[Extrait reproduit]
※ ※ ※
France | France, Cour administrative d'appel de Paris, 1e chambre, 10 décembre 1998, 96PA00437


(1ère Chambre B)
VU la requête et le mémoire complémentaire, enregistrés au greffe de la cour les 20 février et 9 avril 1996, présentés pour la société anonyme FONCIERE PARIS NEUILLY, dont le siège social est sis, au ..., par Me X..., avocat ; la société requérante demande à la cour :
1 ) d'annuler le jugement n 9308764/7 en date du 6 juillet 1995 par lequel le tribunal administratif de Paris a rejeté sa demande tendant à l'annulation d'un arrêté du maire de Paris en date du 7 mai 1993 lui refusant un permis de construire sur un terrain sis ..., ensemble cet arrêté

;
2 ) de condamner la ville de Paris à lui verser la somme de 10.000 F s...

(1ère Chambre B)
※ ※ ※
[Données répertoriées]

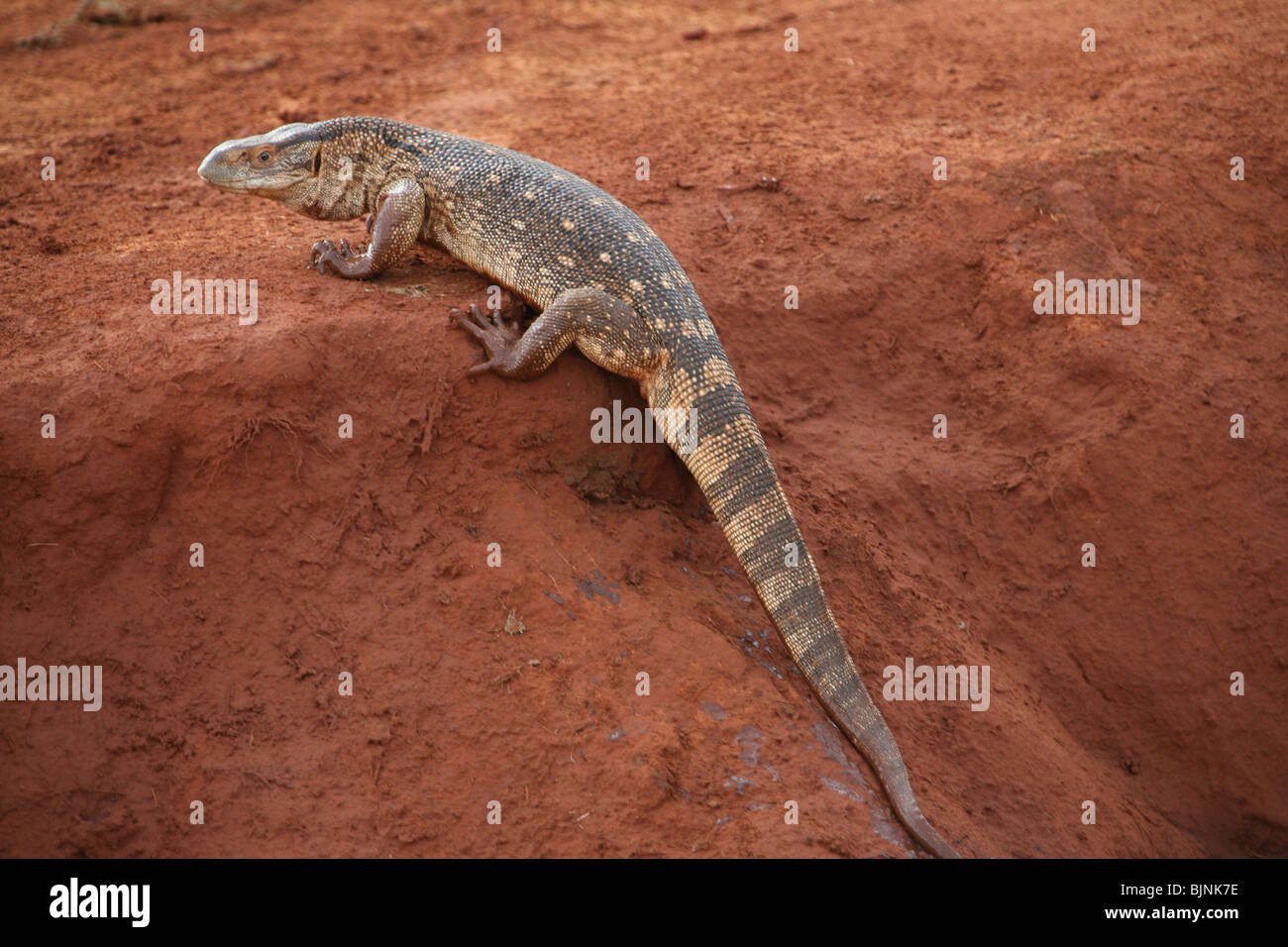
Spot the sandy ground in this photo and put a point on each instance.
(322, 556)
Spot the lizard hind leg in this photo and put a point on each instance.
(604, 328)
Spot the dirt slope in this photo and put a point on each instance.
(370, 554)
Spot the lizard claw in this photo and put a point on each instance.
(323, 253)
(490, 330)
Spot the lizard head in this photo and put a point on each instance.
(282, 165)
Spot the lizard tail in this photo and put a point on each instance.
(730, 463)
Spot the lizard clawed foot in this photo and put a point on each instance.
(497, 337)
(325, 252)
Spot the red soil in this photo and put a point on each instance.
(369, 556)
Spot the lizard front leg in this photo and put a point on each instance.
(605, 329)
(398, 218)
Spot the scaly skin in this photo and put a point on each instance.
(605, 283)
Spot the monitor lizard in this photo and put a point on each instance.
(604, 282)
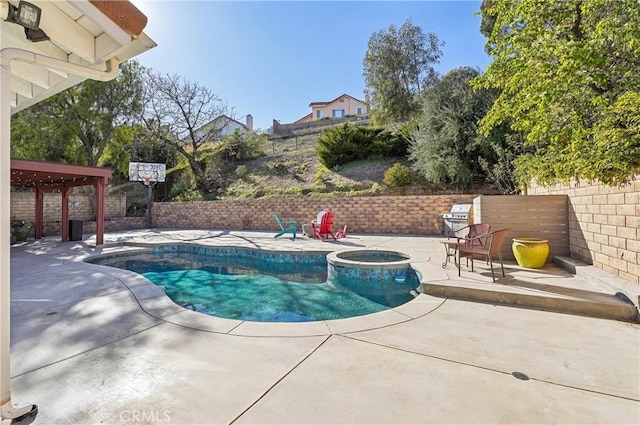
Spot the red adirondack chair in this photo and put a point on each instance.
(323, 228)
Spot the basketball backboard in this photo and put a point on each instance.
(147, 172)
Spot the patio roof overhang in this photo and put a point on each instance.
(83, 39)
(53, 175)
(93, 35)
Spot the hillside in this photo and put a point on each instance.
(291, 167)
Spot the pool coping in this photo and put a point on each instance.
(154, 302)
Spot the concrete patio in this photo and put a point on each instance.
(98, 345)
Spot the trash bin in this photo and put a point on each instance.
(75, 230)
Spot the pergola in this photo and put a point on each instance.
(42, 176)
(47, 46)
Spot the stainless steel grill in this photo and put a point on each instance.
(457, 218)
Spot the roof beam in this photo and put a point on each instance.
(66, 32)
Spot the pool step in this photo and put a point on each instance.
(582, 303)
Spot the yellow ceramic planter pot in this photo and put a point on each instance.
(530, 252)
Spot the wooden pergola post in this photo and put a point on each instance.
(39, 219)
(64, 224)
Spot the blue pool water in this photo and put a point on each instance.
(253, 285)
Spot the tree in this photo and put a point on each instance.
(568, 77)
(182, 114)
(77, 124)
(398, 66)
(447, 147)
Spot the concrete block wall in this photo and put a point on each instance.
(604, 225)
(542, 217)
(418, 214)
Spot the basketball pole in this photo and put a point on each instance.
(150, 185)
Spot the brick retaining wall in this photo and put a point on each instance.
(419, 215)
(81, 207)
(604, 225)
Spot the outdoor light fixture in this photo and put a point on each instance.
(28, 16)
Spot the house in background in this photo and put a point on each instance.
(223, 126)
(339, 107)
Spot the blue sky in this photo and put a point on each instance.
(272, 58)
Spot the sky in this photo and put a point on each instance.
(271, 59)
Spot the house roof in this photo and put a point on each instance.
(309, 115)
(312, 104)
(85, 38)
(216, 120)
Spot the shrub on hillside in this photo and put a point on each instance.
(398, 175)
(347, 143)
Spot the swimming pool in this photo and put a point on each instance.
(255, 285)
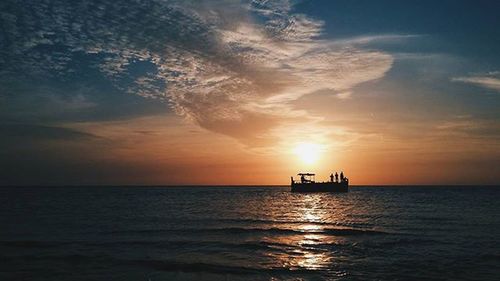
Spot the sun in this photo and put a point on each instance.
(308, 153)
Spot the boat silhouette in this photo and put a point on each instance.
(307, 183)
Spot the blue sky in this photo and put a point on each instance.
(90, 90)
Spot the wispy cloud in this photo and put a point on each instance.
(230, 68)
(490, 81)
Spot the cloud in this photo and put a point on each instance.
(230, 67)
(490, 81)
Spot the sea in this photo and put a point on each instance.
(249, 233)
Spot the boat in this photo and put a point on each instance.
(307, 183)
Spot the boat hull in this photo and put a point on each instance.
(320, 187)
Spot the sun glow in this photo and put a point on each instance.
(308, 153)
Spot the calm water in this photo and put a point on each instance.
(249, 233)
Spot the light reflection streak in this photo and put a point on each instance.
(308, 250)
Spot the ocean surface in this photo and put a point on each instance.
(249, 233)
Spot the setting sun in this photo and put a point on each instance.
(308, 153)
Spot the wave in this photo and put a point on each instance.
(155, 264)
(254, 230)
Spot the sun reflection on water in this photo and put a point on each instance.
(309, 249)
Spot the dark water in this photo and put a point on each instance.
(245, 233)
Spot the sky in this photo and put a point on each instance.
(166, 92)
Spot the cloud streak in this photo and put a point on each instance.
(491, 81)
(231, 68)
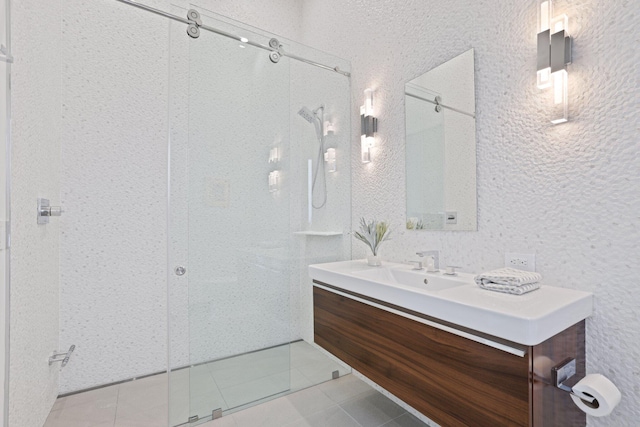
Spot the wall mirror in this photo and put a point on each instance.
(441, 147)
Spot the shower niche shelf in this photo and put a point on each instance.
(318, 233)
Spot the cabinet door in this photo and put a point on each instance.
(450, 379)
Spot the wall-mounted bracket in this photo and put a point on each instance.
(193, 29)
(45, 211)
(61, 357)
(561, 373)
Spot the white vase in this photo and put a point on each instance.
(374, 261)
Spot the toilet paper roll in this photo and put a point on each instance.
(604, 391)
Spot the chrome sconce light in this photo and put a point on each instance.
(368, 127)
(554, 53)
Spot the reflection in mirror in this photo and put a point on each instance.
(441, 147)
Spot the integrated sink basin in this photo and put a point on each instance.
(528, 319)
(418, 279)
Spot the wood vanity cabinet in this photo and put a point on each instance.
(453, 380)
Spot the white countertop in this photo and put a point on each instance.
(527, 319)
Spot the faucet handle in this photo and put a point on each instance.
(451, 270)
(418, 265)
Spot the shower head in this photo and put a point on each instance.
(306, 114)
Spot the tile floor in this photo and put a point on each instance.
(231, 384)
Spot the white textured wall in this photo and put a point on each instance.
(35, 165)
(569, 193)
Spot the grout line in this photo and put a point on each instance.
(393, 419)
(349, 415)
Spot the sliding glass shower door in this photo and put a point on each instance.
(229, 288)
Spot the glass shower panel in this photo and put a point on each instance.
※ ※ ※
[Tâches à réaliser]
**1)** Reproduisez le passage de l'extrait sur le permis de construire, en commençant par « France | France, Cour » et en poursuivant jusqu'à « 10.000 F s... ».
**2)** D'après l'extrait sur le permis de construire, pourquoi la société requérante demande-t-elle l'annulation du jugement du 6 juillet 1995 ? Répondez en une à trois phrases.
**3)** Présentez sous forme de liste le paragraphe de l'extrait sur le permis de construire qui commence par « 1 ) d'annuler le jugement », en conservant ses faits principaux.

[Solutions par tâche]
**1)**
France | France, Cour administrative d'appel de Paris, 1e chambre, 10 décembre 1998, 96PA00437


(1ère Chambre B)
VU la requête et le mémoire complémentaire, enregistrés au greffe de la cour les 20 février et 9 avril 1996, présentés pour la société anonyme FONCIERE PARIS NEUILLY, dont le siège social est sis, au ..., par Me X..., avocat ; la société requérante demande à la cour :
1 ) d'annuler le jugement n 9308764/7 en date du 6 juillet 1995 par lequel le tribunal administratif de Paris a rejeté sa demande tendant à l'annulation d'un arrêté du maire de Paris en date du 7 mai 1993 lui refusant un permis de construire sur un terrain sis ..., ensemble cet arrêté

;
2 ) de condamner la ville de Paris à lui verser la somme de 10.000 F s...

**2)** La société requérante demande l'annulation de ce jugement parce que le tribunal administratif de Paris y a rejeté sa demande. Cette demande visait à faire annuler l'arrêté du maire de Paris du 7 mai 1993, qui lui refusait un permis de construire.

**3)**
- Annulation demandée : le jugement n 9308764/7 du 6 juillet 1995 du tribunal administratif de Paris.
- Contenu de ce jugement : rejet de la demande d'annulation d'un arrêté du maire de Paris du 7 mai 1993.
- Objet de l'arrêté : refus d'un permis de construire sur un terrain.
- Seconde annulation demandée : l'arrêté lui-même.